Excerpt>
Wondering what your sex life would be like during the nine months of pregnancy? Scared about how you’ll react to her changing body?
Will pregnancy be a turn-on or will your sexual appetite fade away because of your own insecurities? Well, things are much less scary when you have a better idea of what to expect.
But can I?
Yes, yes and yes. Dads to be needn’t be freaked out – the baby cannot feel what you are doing, and neither will it affect the baby in any way. The baby is protected in the amniotic sac. Having sex during pregnancy would appear to the baby as just more exercise. And, as we all know, exercise is VERY good for mom-to-be.
No, this is not just an excuse, it is actually true. Her body is using a lot of her energy reserves to make your baby, causing chronic tiredness. Extra progesterone can also be to blame for her sleepiness in the early stages. How to handle it? Rub her feet while she sits back and let her fall asleep – there really isn’t much more you can do. Wait it out, it does get better eventually for most woman, and of course men…
Whoa, where did that come from?
Hyper sexuality, yes it can happen. Her new pregnancy hormones can also have the opposite effect of sleepiness – it can increase her sexual appetite and energy levels. And because of an increase in blood flow, she will be sensitive in all the right places. Dads to be can also experience a peak in libido, as most men feel even closer to their partners after ‘accomplishing’ pregnancy.
Wait it out
Let’s see, most women are paste, anxiety-ridden and extremely emotional for their entire first trimester. By the time the second trimester arrives most worries and hormones have evened out and a hint of a libido may return. But take advantage of this quickly, as the third trimester brings with it swollen feet and an uncomfortable belly and insecurity around her changing body.

Data for review>
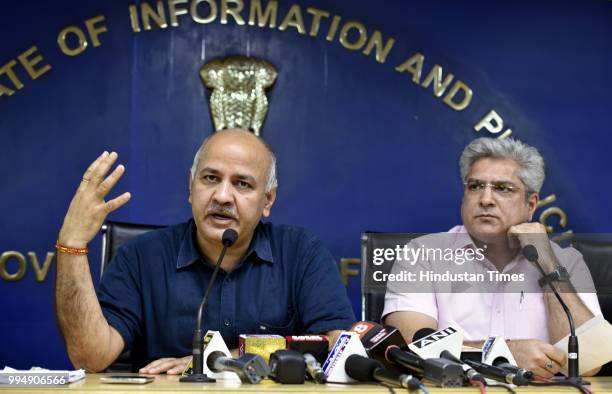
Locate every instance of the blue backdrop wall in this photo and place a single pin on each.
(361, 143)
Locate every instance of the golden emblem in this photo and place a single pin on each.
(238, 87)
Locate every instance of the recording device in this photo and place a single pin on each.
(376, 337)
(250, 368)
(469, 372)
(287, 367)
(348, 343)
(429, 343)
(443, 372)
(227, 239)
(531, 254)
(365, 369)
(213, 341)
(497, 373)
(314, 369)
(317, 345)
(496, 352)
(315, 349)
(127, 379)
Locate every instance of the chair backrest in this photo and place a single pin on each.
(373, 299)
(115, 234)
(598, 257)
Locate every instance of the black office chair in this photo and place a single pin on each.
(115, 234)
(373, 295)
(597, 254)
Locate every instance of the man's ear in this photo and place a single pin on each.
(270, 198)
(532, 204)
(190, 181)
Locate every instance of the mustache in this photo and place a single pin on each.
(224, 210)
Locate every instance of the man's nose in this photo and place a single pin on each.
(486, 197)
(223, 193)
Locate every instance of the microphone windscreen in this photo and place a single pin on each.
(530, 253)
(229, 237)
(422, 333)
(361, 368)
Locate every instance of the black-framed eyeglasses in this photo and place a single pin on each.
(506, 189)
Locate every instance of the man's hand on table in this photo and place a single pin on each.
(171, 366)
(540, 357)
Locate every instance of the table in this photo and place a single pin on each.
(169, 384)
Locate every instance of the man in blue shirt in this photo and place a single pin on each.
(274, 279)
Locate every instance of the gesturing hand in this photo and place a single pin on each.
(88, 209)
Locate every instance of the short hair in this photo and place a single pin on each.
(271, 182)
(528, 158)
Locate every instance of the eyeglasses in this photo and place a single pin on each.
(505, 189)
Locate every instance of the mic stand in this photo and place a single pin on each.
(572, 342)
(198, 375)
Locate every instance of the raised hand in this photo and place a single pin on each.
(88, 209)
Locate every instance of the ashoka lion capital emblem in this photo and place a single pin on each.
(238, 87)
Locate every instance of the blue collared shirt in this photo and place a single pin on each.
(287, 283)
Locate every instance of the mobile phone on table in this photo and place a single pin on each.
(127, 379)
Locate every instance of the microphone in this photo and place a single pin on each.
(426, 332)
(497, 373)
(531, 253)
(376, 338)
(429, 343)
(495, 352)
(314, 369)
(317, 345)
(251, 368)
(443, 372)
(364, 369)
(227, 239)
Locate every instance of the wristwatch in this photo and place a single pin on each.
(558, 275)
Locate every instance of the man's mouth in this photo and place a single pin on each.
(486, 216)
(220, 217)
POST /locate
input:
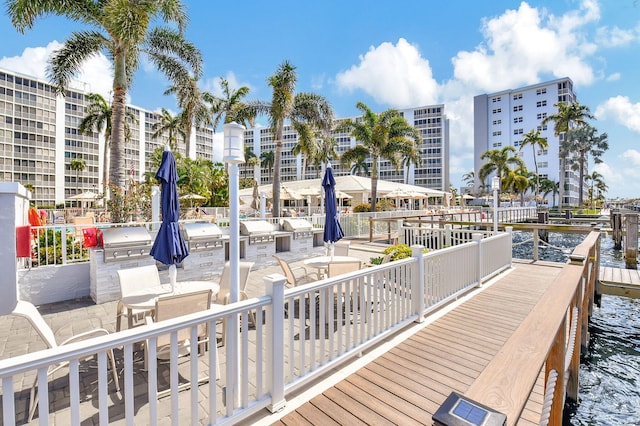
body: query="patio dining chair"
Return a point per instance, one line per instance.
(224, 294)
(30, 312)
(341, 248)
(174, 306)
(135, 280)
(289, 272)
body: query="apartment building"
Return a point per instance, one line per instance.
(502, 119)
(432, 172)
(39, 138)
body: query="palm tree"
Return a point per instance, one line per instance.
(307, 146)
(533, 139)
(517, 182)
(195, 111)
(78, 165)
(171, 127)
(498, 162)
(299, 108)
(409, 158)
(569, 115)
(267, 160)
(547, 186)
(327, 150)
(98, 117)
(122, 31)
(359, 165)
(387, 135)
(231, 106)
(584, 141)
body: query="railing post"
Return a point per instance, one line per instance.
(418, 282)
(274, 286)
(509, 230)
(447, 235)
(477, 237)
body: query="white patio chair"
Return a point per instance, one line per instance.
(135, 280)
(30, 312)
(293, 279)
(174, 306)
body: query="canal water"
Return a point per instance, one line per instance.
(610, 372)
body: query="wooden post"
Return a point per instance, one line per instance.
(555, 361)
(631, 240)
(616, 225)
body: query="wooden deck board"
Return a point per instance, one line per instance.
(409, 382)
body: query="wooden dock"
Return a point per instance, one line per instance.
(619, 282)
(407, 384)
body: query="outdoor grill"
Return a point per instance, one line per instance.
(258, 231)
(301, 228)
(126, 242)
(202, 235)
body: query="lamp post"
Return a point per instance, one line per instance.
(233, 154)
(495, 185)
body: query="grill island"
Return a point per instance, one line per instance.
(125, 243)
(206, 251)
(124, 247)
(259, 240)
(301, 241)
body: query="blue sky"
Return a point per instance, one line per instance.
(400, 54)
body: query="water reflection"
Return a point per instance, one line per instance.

Work order 1> From the text about sex during pregnancy, list everything it says the third trimester brings.
Work order 2> Print the part of the text about sex during pregnancy that starts at the words "Will pregnancy be" and ends after the words "what to expect.".
Work order 3> Proceed with the text about sex during pregnancy, picking up after its final sentence.

Your response 1>
- swollen feet
- an uncomfortable belly
- insecurity around her changing body

Your response 2>
Will pregnancy be a turn-on or will your sexual appetite fade away because of your own insecurities? Well, things are much less scary when you have a better idea of what to expect.

Your response 3>
Keep it clean
Remember, almost anything can nauseate her, and it is best for your sex life that you are not the cause of that. See, her extra estrogen sharpens her sense of smell, making her more sensitive to any odours. So here’s a great tip: Keep it natural. Don’t use scented soaps and steer clear from heavy deodorant etc. It won’t do any dad to be any favours to mask a slightly sweaty body odour with some deodorant. Ask her to be honest about what works and what doesn’t. Try out a series of soaps, aftershave and deodorant until you find one she likes.
Boost her confidence
Insecurity rules in most women’s hearts when it comes to their bodies during pregnancy. Understand this: they have been fighting a bulging belly for their entire lives up until this moment, and now all of a sudden have to embrace a look that would normally have sent them running to the first diet clinic. A lot of reconditioning needs to happen to make her truly accept her body. She will need a lot of reassurance from your side. And don’t just say it, act on what you say. Initiating sex can help calm fears that you are not attracted to her new body.
On the other hand, your mom to be might feel super sexy with her new curves, and find the fact that you’ve created a life together a huge turn-on.
Either way, enjoy her fuller breasts and hips.
Acknowledge that her body is changing and adapt accordingly. Making a few minor adjustments can ensure a pleasurable experience for the both of you. Positions to consider: with her on top, from behind with her resting in a comfortable position like spooning. Missionary position is out from month five onwards as major blood vessels can be put under pressure by the increased weight of the uterus, and, apart from that, it will be extremely uncomfortable.
But if the doctor says so…
There are some instances in which the doctor would actually advise against having sex, such as a placenta previa, history of early labour or miscarriage, bleeding, dilated cervix or cervical insufficiency. These could be harmful to your baby or to the mommy to be, so it is best to steer clear of sex till the doctor advises otherwise. Find other ways to explore each other’s bodies together, like when you were an exploring teenager.
In conclusion, the best advice that you can get is to communicate. As with all changes, talking and listening your way through it is key. You can overcome anything if you do it together.